*** GIVEN RECORDS

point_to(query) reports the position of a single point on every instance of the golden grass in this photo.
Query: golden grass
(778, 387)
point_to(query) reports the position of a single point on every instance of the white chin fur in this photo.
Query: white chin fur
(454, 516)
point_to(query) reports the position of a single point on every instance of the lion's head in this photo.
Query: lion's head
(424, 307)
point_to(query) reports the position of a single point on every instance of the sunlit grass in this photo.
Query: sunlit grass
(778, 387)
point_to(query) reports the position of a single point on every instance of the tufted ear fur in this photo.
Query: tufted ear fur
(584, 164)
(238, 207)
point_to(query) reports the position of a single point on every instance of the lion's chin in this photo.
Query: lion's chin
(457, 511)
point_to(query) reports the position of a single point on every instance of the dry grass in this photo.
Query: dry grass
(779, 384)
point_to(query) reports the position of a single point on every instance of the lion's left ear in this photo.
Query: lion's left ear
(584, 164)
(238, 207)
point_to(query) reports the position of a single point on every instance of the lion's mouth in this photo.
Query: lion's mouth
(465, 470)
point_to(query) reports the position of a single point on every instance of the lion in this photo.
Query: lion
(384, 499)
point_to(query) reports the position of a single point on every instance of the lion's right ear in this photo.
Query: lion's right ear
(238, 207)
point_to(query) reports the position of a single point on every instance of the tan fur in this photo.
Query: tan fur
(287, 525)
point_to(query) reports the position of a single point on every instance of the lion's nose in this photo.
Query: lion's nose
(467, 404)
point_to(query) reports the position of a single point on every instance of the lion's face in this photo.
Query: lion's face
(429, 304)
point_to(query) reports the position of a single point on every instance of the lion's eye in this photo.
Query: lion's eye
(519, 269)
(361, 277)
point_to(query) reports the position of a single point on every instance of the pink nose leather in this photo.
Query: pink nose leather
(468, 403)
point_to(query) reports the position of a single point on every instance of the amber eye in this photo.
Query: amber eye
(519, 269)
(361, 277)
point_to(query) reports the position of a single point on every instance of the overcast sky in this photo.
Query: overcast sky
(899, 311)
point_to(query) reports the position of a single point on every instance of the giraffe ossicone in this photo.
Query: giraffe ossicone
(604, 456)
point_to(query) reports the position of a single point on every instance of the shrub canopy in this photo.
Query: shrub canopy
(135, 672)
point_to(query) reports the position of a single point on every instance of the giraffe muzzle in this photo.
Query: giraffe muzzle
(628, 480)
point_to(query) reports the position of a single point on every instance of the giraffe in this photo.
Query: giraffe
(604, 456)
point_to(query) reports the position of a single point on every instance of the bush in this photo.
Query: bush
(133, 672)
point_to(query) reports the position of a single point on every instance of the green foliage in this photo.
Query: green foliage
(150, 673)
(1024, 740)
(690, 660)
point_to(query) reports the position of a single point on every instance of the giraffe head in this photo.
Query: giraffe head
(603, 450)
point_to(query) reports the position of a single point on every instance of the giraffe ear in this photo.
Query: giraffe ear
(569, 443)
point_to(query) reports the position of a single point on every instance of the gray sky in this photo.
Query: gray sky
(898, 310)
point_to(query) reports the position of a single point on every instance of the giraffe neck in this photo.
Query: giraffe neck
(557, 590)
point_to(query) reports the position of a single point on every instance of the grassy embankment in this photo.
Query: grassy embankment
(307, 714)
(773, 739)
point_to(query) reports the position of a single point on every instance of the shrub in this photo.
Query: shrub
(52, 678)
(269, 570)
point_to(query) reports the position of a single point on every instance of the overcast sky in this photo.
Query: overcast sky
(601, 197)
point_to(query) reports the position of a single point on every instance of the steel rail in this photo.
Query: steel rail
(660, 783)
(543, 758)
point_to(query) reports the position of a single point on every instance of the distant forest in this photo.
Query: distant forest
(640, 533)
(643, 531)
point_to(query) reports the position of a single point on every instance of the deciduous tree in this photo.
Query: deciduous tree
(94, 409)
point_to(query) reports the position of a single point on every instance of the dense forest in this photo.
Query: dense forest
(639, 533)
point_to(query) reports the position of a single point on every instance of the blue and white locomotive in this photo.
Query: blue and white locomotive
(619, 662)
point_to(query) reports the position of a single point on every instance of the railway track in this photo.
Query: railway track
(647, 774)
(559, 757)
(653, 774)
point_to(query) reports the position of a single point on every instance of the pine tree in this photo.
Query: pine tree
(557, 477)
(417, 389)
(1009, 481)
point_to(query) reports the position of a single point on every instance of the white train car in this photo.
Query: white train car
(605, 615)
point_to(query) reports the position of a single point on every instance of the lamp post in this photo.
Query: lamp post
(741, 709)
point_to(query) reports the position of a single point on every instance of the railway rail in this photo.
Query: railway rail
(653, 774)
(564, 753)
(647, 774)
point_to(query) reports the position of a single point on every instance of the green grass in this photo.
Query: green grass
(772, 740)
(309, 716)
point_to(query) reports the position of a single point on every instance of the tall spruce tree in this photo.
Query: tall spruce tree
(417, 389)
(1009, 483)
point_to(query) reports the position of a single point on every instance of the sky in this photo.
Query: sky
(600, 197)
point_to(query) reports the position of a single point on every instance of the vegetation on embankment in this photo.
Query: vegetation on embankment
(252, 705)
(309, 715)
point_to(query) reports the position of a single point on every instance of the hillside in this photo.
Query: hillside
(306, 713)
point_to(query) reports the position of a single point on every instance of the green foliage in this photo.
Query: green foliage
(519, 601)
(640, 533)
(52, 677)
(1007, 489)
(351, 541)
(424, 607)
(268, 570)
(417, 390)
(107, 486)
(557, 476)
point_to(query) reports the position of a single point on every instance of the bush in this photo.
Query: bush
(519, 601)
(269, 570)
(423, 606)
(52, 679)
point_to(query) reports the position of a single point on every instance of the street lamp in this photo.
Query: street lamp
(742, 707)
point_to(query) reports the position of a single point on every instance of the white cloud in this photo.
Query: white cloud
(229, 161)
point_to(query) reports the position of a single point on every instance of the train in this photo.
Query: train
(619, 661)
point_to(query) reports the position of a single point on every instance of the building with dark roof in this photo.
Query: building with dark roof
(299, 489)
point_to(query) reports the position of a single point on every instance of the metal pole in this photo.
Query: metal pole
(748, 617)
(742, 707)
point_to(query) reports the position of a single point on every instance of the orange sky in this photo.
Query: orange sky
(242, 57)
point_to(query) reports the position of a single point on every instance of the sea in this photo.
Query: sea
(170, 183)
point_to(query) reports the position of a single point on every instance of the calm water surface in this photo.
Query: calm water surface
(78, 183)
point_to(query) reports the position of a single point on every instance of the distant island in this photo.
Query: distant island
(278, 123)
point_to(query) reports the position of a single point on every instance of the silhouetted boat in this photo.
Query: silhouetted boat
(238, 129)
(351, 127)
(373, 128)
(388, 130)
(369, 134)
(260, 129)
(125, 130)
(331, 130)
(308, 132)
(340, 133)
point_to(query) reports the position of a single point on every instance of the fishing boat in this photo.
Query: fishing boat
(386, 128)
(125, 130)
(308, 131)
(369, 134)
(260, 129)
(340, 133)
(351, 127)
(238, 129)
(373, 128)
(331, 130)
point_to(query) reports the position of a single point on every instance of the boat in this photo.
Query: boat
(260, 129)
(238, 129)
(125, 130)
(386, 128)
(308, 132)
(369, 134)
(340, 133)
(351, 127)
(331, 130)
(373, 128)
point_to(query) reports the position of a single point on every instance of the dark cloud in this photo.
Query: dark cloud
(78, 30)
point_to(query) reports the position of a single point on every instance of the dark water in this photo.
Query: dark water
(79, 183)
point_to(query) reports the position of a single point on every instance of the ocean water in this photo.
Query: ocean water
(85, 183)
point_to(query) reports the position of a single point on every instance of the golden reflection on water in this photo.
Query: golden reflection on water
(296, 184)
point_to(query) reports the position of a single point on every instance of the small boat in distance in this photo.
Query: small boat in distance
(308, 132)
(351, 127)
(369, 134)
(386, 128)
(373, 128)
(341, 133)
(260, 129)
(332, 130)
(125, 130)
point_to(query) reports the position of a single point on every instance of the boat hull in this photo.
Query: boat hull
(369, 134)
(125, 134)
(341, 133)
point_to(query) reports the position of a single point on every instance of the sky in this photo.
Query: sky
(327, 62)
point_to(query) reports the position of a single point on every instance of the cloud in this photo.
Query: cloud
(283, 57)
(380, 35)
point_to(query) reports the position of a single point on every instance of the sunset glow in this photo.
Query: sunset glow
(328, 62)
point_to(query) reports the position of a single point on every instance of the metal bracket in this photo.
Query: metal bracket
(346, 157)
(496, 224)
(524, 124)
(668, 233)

******

WHAT YOU SHOULD DO: Output only a verbatim copy of the lines spanning from the line that contains "bracket in this photo." to the end of the records above.

WRITTEN REPLY:
point_to(query) reports the position of a single point on every instance of the metal bracket in this photo.
Query: metal bracket
(346, 157)
(496, 224)
(524, 124)
(668, 233)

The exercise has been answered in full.